Rows from a pointing dataset

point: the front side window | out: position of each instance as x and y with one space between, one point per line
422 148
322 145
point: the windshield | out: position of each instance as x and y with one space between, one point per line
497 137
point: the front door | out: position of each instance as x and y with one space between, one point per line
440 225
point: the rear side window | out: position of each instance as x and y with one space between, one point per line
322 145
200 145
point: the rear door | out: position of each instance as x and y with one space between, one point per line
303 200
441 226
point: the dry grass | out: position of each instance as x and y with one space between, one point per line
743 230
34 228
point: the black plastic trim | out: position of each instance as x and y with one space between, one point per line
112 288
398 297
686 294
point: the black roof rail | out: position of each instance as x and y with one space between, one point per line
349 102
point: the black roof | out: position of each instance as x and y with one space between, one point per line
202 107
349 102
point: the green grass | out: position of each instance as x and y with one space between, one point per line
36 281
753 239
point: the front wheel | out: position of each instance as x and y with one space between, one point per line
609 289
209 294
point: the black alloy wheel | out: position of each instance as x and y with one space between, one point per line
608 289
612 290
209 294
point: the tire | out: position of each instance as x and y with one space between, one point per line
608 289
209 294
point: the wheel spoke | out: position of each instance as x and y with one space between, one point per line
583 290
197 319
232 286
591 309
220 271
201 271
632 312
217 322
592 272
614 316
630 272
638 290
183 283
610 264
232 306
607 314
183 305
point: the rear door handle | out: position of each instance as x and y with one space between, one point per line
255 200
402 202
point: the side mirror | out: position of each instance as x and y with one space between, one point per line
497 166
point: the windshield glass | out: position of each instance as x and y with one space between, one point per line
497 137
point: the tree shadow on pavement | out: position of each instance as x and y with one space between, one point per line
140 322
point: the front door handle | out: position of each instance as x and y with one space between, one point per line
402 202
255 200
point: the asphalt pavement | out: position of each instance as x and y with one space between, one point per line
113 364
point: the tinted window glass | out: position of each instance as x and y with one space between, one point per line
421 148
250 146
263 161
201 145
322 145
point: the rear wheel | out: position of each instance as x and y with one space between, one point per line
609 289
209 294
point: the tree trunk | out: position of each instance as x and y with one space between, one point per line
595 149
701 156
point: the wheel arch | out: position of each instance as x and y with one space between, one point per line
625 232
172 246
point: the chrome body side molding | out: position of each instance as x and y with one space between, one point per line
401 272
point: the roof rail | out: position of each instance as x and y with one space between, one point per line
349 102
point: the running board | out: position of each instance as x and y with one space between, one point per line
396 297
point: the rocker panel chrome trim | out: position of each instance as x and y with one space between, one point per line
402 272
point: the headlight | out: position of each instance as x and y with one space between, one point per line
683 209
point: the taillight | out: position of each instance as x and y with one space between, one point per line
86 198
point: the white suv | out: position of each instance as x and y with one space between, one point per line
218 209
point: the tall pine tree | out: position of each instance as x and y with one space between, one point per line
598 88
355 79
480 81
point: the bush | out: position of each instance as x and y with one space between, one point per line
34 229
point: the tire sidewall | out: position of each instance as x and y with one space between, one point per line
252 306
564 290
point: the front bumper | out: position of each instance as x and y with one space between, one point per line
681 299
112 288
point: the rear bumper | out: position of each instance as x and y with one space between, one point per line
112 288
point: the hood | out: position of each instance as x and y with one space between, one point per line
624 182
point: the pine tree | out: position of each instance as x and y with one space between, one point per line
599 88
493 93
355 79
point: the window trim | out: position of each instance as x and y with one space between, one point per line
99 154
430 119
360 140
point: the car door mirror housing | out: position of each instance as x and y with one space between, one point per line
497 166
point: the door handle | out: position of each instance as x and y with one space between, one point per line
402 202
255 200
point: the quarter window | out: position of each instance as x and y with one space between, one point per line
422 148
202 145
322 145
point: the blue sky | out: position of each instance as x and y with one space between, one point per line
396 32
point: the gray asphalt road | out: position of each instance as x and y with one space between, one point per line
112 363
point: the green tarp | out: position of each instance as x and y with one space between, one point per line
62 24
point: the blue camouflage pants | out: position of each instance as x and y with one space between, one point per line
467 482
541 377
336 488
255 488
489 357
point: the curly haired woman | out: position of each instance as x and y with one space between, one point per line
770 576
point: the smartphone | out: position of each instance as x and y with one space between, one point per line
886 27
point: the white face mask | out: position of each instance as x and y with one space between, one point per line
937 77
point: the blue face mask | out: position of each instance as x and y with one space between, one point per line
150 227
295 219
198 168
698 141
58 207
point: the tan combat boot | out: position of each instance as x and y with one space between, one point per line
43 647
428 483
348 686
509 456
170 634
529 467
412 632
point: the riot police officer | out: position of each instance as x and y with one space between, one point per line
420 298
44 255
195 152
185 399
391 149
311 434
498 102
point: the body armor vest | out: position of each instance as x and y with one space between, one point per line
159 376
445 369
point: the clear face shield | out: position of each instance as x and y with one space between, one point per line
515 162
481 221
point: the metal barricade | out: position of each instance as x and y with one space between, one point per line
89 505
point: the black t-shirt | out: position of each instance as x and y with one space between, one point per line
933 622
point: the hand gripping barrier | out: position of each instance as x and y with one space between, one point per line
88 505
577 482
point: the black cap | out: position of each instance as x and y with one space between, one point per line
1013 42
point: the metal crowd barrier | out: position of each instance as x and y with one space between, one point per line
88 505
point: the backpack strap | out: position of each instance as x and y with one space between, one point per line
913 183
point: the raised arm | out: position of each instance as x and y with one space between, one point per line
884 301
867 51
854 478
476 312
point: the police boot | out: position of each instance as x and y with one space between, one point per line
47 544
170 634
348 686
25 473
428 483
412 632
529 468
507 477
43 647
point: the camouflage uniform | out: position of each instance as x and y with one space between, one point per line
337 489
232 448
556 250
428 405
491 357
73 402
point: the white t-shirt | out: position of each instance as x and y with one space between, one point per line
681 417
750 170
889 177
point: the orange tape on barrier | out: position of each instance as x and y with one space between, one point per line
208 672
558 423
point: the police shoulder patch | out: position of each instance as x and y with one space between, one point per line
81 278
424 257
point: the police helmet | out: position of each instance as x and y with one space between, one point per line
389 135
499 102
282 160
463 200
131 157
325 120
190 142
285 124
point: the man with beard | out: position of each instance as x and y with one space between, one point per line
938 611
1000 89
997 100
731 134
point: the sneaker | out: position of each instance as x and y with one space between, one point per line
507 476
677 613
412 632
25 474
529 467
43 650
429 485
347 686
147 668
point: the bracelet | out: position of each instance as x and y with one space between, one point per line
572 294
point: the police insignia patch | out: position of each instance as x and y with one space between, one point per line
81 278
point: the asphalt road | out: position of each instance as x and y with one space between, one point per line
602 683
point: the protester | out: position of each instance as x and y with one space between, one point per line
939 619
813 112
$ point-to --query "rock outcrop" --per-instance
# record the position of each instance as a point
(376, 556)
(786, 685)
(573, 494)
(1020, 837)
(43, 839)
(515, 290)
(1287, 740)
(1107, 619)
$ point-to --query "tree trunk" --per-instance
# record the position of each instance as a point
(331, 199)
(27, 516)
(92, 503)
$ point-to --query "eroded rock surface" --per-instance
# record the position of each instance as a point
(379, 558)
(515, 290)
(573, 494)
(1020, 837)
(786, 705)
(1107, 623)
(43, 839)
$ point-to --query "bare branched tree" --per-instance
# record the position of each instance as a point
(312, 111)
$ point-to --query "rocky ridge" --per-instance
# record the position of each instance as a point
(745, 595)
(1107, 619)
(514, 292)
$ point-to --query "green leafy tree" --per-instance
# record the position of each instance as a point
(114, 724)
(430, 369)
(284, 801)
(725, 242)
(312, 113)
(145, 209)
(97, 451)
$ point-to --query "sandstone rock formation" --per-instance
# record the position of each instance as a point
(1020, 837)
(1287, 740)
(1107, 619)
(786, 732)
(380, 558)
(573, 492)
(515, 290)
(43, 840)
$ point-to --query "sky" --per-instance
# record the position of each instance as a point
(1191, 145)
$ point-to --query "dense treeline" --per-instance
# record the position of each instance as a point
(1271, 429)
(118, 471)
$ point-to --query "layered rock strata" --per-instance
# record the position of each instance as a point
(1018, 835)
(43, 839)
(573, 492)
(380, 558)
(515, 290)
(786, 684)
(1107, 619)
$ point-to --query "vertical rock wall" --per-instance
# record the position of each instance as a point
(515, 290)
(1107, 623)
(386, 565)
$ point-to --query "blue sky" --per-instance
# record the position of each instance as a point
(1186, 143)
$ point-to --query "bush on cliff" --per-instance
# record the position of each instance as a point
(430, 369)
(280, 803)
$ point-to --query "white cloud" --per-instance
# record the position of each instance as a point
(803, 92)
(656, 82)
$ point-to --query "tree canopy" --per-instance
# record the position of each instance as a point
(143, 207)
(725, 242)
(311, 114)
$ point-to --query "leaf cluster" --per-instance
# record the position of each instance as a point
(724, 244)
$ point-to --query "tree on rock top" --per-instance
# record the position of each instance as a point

## What to do
Which lines above contain the word "metal"? Report each one in full.

## The output
point: the metal barricade | out: position of each instance as x and y with one space between, one point per line
point: the metal crowd barrier | out: position of each instance as x and y with one space between, one point per line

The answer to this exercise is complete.